The answer is all of the data repeated exactly, with each picture omitted.

*-*-*

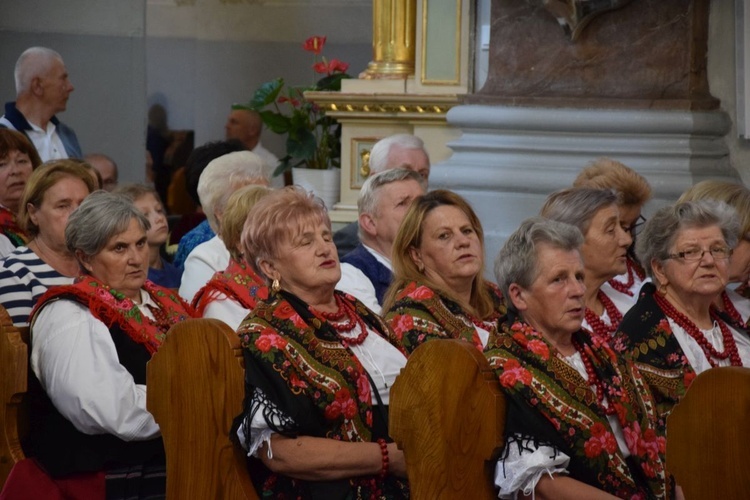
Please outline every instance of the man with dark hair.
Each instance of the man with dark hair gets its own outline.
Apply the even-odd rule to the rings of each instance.
[[[220,156],[234,153],[235,151],[247,151],[247,148],[238,140],[214,141],[207,142],[203,146],[195,148],[190,153],[185,166],[185,184],[188,195],[198,206],[197,213],[202,217],[202,222],[185,233],[180,239],[177,253],[174,256],[174,265],[184,265],[185,259],[187,259],[187,256],[195,247],[216,236],[201,208],[201,200],[198,196],[198,181],[209,163]]]

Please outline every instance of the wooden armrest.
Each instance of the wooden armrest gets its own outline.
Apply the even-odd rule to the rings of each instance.
[[[667,417],[667,470],[685,498],[750,498],[750,368],[698,375]]]
[[[422,344],[390,396],[390,434],[404,451],[412,499],[497,498],[505,399],[474,345]]]
[[[242,412],[237,334],[215,319],[170,329],[147,367],[147,406],[161,427],[168,498],[257,499],[244,452],[229,439]]]

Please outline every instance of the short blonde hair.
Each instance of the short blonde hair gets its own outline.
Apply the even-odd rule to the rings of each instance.
[[[651,186],[646,178],[611,158],[599,158],[581,170],[574,187],[614,189],[619,195],[619,205],[642,207],[651,199]]]
[[[271,189],[265,186],[249,185],[239,188],[227,200],[224,217],[221,219],[221,239],[234,260],[242,259],[242,228],[245,226],[248,214],[264,197],[271,194]]]
[[[425,218],[430,212],[441,206],[456,207],[469,219],[471,227],[476,231],[479,238],[479,244],[482,249],[482,268],[484,267],[484,231],[482,230],[482,223],[479,222],[479,217],[477,217],[471,205],[452,191],[446,189],[430,191],[412,202],[393,242],[393,282],[383,300],[384,312],[393,307],[396,303],[398,292],[412,281],[424,283],[433,290],[439,291],[441,294],[461,303],[461,300],[451,290],[440,287],[437,283],[430,280],[425,273],[420,272],[417,264],[411,258],[410,249],[419,248],[422,244],[422,230],[424,229]],[[488,317],[495,310],[495,303],[485,284],[481,268],[474,278],[469,304],[465,305],[472,309],[469,312],[482,319]]]
[[[331,219],[325,203],[299,186],[287,186],[260,200],[242,228],[243,251],[258,274],[261,260],[275,259],[281,246],[309,225],[324,223],[330,229]],[[266,276],[268,278],[268,276]]]
[[[29,180],[26,181],[26,188],[23,191],[18,211],[19,223],[29,237],[34,238],[39,234],[39,226],[31,221],[28,205],[31,204],[39,208],[44,201],[44,194],[66,177],[82,181],[86,184],[89,193],[97,189],[91,174],[76,160],[52,160],[43,163],[31,173]]]
[[[723,201],[734,208],[740,221],[740,238],[750,237],[750,189],[725,181],[701,181],[682,193],[677,203],[700,200]]]

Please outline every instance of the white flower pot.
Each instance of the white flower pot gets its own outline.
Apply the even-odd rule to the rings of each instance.
[[[322,199],[328,210],[338,203],[341,194],[341,169],[292,168],[292,180],[298,186],[315,193]]]

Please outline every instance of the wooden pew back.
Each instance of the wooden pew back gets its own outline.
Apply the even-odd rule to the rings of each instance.
[[[496,499],[505,399],[471,343],[418,347],[390,394],[390,434],[404,451],[411,498]]]
[[[667,470],[685,498],[750,498],[750,368],[707,370],[667,418]]]
[[[149,361],[146,404],[164,439],[167,498],[258,498],[229,440],[244,373],[237,334],[214,319],[175,325]]]
[[[16,462],[25,458],[21,439],[28,433],[29,329],[16,328],[0,306],[0,489]]]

*-*-*

_Answer space_
Please outline every instance of the man with dark hair.
Each instance of the man with dark hair gets its own outline.
Apply the even-odd rule to the rings of each instance.
[[[220,156],[234,153],[235,151],[247,151],[247,148],[238,140],[214,141],[207,142],[203,146],[195,148],[190,153],[185,166],[185,184],[188,195],[198,206],[197,213],[202,217],[202,222],[185,233],[180,239],[177,253],[174,256],[174,265],[184,265],[185,259],[187,259],[187,256],[195,247],[216,236],[201,208],[201,200],[198,196],[198,181],[209,163]]]

Please outline every instance of the wooden armrest.
Each instance of the wooden armrest gets its own outline.
Apply the even-odd rule to the rings of each instance.
[[[667,417],[667,470],[685,498],[750,498],[750,368],[698,375]]]
[[[422,344],[390,396],[390,434],[404,451],[412,499],[497,498],[505,399],[474,345]]]
[[[242,412],[237,334],[215,319],[170,329],[147,367],[147,406],[161,427],[168,498],[257,499],[244,452],[229,439]]]

Please outline every instance of the short blonde hair.
Each instance of the short blonde hair gets its own outline.
Apply the even-odd rule to the rings of each instance.
[[[651,186],[646,178],[611,158],[599,158],[581,170],[574,187],[614,189],[619,195],[619,205],[642,207],[651,199]]]
[[[271,189],[265,186],[249,185],[239,188],[227,200],[224,217],[221,219],[221,239],[234,260],[242,259],[242,228],[245,226],[248,214],[264,197],[271,194]]]
[[[425,218],[430,212],[441,206],[456,207],[469,219],[471,227],[476,231],[479,238],[479,244],[482,249],[482,268],[484,267],[484,231],[482,230],[482,223],[479,222],[479,217],[477,217],[471,205],[452,191],[446,189],[430,191],[412,202],[393,242],[393,282],[383,300],[384,312],[393,307],[396,303],[398,292],[412,281],[424,283],[433,290],[439,291],[441,294],[461,303],[461,300],[451,290],[440,287],[437,283],[430,280],[425,273],[420,272],[417,264],[411,258],[410,249],[419,248],[422,244],[422,230],[424,229]],[[488,317],[495,310],[495,303],[485,284],[481,268],[474,278],[469,304],[465,305],[472,309],[469,312],[482,319]]]
[[[331,219],[325,203],[299,186],[287,186],[260,200],[242,228],[243,251],[258,274],[261,260],[275,259],[281,246],[309,225],[324,223],[330,229]],[[266,276],[268,278],[268,276]]]
[[[29,180],[26,181],[26,188],[23,191],[18,211],[19,223],[29,237],[34,238],[39,234],[39,226],[31,221],[28,205],[31,204],[39,208],[44,201],[44,194],[66,177],[82,181],[86,184],[89,193],[97,189],[91,174],[76,160],[52,160],[43,163],[31,173]]]
[[[723,201],[734,208],[740,221],[740,238],[750,237],[750,189],[725,181],[701,181],[682,193],[677,203],[700,200]]]

Please outline every instance of the white flower pot.
Each instance of the white flower pot gets its own outline.
Apply the even-odd rule to the rings of each instance.
[[[322,199],[328,210],[338,203],[341,194],[341,169],[292,168],[292,180],[298,186],[315,193]]]

Please outline every instance of the wooden pew back.
Each instance of the wooden pew back gets its own outline.
Apply the even-odd rule to the rings of each instance.
[[[496,499],[505,399],[471,343],[418,347],[390,394],[390,434],[404,451],[411,498]]]
[[[667,470],[685,498],[750,498],[750,368],[707,370],[667,418]]]
[[[149,361],[146,404],[164,439],[167,498],[258,498],[229,440],[244,373],[237,334],[214,319],[175,325]]]
[[[16,462],[25,458],[21,439],[28,433],[29,329],[16,328],[0,306],[0,489]]]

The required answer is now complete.